▶ _Work instructions_:
1: According to the Kings of Tory text, in what year did Patsy Dan Rodgers become King of Tory?
2: Render this sentence from the Kings of Tory text in Spanish: "The role usually entails being a representative for the island to outsiders."
3: Reproduce the passage of the Kings of Tory text starting at "Patsy Dan Rodgers became" and ending at "to be literate.", word for word.

▶ _Document text_:

- Incumbent Vacant since 19 October 2018
- Residence: Tory Island

= Kings of Tory =

Irish customary title

Patsaí Dan Mac Ruaidhrí, King until his death on 19 October 2018

The king of Tory (Irish: Rí Thoraí) is a customary title used by inhabitants of the island of Tory off the coast of County Donegal, Ireland. The title is vacant, and last claimed by Dublin-born Patsy Dan Rodgers (Irish: Patsaí Dan Mac Ruaidhrí), who died of cancer in Dublin in October 2018.

==History==
The history of the kings dates to at least the 6th century, and possibly significantly earlier. It has been suggested that some of the pre-historical kings included Conand and Balor. During the 19th century, the Heggerty/Heraghty/Herrity family supplied the kings; however, the role of king is no longer hereditary. The role usually entails being a representative for the island to outsiders. In 1995, it was reported that the then king personally greeted every incoming ferry from the mainland.

According to Tourism Ireland in 2012, Tory Island was the "only place in Ireland to have a [customary] King".

Patsy Dan Rodgers became King of Tory in 1993, and held the title and role until his death in October 2018. Rodgers was an artist and musician and in his role as king welcomed visitors to the island, entertained them with music and tales of island life. He was born in Dublin in 1944 and only adopted into Tory when he was four, but the Rodgers family claims a historic connection to the island, and the holder of the title prior to Patsy Dan Rodgers was Padraig Óg Rodgers.

There is little documentation of earlier kings; a 1917 issue of The Literary Digest mentioned that "The shores are inhabited by septs […] which preserve a clannish allegiance to one another, but the islands are ruled by kings. There is a King of Tory and a King of Innismurray". A dwarf named Paddy Heggarty was another king prior to the Rodgers. Kings were required to be of the brehon class and to be literate.

▶ _Excerpted records_:
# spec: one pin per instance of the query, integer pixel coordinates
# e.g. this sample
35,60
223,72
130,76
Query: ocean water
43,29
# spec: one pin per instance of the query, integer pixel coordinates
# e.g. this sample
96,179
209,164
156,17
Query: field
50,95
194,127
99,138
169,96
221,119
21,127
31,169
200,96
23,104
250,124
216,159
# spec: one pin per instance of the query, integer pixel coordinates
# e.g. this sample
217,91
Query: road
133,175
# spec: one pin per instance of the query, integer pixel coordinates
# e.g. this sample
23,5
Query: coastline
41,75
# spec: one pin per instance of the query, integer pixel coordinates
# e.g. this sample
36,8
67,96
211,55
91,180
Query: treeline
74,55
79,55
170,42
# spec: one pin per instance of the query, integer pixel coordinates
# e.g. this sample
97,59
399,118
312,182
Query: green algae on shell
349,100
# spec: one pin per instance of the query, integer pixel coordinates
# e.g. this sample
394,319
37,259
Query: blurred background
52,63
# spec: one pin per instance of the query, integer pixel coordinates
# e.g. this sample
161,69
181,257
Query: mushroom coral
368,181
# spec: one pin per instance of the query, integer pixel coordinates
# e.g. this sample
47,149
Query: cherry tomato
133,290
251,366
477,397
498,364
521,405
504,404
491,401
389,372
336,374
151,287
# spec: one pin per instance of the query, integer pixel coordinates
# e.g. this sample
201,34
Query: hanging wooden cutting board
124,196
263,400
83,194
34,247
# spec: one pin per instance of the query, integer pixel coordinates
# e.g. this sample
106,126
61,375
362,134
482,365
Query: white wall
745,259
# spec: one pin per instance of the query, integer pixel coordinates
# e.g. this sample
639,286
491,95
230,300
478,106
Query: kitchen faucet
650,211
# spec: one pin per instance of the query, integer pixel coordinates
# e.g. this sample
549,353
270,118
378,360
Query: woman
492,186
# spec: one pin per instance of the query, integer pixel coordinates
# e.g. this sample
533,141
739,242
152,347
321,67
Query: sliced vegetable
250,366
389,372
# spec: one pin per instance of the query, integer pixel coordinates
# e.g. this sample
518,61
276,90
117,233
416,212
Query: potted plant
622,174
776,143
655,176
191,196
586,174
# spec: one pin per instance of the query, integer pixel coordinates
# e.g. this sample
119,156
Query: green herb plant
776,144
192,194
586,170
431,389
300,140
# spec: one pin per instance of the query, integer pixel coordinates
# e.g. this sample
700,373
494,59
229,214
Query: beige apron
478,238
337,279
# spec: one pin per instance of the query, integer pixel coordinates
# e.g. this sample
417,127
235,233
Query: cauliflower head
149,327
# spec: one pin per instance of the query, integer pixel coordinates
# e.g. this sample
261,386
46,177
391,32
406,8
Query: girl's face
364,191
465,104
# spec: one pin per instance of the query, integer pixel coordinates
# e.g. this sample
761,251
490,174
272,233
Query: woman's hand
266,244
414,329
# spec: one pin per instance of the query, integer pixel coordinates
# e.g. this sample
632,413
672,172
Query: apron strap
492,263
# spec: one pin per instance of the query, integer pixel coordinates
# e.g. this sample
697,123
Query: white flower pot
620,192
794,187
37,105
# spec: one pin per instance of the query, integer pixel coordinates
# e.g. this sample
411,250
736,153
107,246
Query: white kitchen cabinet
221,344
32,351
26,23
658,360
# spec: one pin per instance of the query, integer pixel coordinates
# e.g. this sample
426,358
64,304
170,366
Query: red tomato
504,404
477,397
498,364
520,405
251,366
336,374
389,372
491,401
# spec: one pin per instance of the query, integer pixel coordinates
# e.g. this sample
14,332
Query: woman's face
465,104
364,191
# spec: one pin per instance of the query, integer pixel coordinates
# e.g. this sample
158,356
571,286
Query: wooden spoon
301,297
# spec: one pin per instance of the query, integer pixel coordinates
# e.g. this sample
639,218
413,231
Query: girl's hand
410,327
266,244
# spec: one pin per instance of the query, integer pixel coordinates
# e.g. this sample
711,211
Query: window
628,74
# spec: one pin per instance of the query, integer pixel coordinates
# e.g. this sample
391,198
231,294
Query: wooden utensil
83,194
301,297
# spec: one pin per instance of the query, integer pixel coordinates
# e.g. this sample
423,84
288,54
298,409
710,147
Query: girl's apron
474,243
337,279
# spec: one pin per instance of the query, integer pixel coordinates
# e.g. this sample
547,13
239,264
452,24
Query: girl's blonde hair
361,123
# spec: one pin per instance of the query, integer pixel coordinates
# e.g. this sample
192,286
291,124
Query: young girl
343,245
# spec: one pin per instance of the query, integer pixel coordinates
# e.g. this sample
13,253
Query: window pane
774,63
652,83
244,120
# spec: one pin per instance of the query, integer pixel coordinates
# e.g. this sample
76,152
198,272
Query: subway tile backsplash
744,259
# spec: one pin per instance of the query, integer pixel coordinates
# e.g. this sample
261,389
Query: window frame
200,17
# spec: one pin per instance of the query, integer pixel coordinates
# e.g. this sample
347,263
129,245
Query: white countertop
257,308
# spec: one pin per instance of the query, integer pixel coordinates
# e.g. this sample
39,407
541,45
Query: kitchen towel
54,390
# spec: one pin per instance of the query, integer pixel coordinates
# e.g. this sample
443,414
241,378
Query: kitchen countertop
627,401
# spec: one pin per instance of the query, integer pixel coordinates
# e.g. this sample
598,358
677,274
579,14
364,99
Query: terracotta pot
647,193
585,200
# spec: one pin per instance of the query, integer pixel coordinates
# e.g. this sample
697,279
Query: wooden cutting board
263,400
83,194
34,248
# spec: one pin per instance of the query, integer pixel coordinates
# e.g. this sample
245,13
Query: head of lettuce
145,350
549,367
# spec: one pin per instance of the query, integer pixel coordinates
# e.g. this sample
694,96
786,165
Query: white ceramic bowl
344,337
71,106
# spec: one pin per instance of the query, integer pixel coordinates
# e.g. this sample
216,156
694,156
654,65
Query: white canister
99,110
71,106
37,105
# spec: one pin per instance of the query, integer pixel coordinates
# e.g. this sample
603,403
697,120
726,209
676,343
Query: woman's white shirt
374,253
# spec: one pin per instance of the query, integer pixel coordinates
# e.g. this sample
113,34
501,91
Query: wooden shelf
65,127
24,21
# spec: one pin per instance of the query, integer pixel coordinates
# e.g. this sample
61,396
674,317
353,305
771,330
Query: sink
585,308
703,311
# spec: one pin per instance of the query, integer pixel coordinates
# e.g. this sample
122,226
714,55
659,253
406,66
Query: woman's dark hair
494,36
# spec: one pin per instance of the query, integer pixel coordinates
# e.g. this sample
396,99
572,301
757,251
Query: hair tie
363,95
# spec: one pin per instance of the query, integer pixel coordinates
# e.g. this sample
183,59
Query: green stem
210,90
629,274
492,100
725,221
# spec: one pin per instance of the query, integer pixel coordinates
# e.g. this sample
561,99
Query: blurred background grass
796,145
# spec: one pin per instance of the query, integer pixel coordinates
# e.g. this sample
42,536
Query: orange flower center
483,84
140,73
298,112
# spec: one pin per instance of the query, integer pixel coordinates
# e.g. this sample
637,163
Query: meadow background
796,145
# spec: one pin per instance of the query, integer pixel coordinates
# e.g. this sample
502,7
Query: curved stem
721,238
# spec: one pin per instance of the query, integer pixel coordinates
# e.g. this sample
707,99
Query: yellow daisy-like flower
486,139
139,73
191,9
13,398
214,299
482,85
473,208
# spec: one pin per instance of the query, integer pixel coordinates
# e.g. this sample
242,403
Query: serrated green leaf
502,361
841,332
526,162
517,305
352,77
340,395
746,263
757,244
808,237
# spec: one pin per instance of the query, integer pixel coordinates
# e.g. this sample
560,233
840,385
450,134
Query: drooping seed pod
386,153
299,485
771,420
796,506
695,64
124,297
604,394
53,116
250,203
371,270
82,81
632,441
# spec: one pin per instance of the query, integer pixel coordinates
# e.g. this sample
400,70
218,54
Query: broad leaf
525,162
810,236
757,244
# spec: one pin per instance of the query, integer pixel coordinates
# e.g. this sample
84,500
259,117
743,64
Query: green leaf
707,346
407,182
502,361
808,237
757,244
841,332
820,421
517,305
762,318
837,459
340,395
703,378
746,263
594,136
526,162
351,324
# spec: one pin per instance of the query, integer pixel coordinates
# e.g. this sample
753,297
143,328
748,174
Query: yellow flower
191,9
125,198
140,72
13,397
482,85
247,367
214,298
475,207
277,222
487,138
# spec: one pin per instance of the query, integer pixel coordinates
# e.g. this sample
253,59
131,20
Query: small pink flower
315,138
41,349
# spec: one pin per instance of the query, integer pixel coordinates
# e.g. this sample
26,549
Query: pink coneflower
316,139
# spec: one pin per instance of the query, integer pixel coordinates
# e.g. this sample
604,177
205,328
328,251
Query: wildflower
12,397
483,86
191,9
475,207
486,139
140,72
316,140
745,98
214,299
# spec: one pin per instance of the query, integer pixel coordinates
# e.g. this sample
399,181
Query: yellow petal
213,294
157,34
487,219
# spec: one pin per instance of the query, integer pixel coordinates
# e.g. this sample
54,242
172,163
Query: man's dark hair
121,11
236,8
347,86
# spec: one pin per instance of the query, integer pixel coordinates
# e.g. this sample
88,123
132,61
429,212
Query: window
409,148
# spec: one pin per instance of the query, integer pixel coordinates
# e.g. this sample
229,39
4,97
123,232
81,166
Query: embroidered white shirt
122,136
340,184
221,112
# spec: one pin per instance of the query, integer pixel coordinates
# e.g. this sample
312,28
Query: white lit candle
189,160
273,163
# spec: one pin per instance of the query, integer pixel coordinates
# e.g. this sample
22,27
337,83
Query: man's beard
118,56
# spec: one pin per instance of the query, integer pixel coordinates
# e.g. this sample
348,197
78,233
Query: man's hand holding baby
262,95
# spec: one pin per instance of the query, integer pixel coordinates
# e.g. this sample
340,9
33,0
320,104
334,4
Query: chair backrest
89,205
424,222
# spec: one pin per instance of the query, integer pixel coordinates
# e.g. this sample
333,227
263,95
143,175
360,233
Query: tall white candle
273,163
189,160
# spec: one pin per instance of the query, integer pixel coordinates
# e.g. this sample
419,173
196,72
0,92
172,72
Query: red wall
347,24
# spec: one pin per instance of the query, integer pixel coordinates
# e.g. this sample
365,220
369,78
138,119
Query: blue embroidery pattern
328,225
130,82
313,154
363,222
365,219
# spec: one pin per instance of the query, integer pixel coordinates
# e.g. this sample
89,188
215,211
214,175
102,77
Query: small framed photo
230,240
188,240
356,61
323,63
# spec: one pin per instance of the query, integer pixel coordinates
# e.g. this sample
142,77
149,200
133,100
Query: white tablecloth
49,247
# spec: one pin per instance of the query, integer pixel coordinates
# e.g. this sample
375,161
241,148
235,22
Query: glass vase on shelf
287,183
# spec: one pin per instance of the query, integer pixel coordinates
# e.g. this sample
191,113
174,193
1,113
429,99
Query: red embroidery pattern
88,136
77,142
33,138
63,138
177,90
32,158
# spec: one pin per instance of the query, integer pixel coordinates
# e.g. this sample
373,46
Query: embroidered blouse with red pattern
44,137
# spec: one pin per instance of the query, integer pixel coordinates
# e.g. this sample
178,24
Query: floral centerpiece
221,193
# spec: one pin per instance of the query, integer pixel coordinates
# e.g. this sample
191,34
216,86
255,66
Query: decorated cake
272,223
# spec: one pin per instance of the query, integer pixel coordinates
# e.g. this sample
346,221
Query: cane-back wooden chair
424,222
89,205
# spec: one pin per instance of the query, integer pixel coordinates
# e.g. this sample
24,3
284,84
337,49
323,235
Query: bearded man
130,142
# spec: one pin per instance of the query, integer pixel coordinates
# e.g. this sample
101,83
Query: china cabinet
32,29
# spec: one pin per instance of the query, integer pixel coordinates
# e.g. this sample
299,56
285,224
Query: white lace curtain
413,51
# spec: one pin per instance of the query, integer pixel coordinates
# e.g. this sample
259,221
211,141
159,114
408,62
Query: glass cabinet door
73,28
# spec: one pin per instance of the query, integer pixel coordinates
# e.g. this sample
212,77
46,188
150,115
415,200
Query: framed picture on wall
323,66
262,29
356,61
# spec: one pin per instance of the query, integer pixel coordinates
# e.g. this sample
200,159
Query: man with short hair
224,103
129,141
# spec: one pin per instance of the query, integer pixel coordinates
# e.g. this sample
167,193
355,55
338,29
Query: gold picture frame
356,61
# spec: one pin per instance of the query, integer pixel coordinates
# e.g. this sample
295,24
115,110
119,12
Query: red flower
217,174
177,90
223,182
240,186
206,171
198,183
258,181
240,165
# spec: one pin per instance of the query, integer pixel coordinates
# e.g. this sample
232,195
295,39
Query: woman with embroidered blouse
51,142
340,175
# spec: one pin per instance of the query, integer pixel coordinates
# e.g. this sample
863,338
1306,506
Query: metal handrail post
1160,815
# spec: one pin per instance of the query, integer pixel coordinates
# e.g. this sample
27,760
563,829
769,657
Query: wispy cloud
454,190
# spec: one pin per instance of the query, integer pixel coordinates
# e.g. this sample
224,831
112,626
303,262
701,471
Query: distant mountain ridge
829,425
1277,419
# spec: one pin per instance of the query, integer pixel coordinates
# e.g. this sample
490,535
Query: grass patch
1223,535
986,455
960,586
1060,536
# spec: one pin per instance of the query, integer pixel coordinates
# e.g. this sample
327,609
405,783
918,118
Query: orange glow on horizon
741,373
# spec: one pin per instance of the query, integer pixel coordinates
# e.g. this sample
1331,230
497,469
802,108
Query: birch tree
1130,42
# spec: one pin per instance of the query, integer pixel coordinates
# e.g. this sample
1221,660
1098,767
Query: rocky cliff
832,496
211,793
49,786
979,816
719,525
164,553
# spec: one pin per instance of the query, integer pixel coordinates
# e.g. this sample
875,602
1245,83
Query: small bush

▶ _Exercise solutions_:
1: 1993

2: El cargo suele consistir en representar a la isla ante los forasteros.

3:
Patsy Dan Rodgers became King of Tory in 1993, and held the title and role until his death in October 2018. Rodgers was an artist and musician and in his role as king welcomed visitors to the island, entertained them with music and tales of island life. He was born in Dublin in 1944 and only adopted into Tory when he was four, but the Rodgers family claims a historic connection to the island, and the holder of the title prior to Patsy Dan Rodgers was Padraig Óg Rodgers.

There is little documentation of earlier kings; a 1917 issue of The Literary Digest mentioned that "The shores are inhabited by septs […] which preserve a clannish allegiance to one another, but the islands are ruled by kings. There is a King of Tory and a King of Innismurray". A dwarf named Paddy Heggarty was another king prior to the Rodgers. Kings were required to be of the brehon class and to be literate.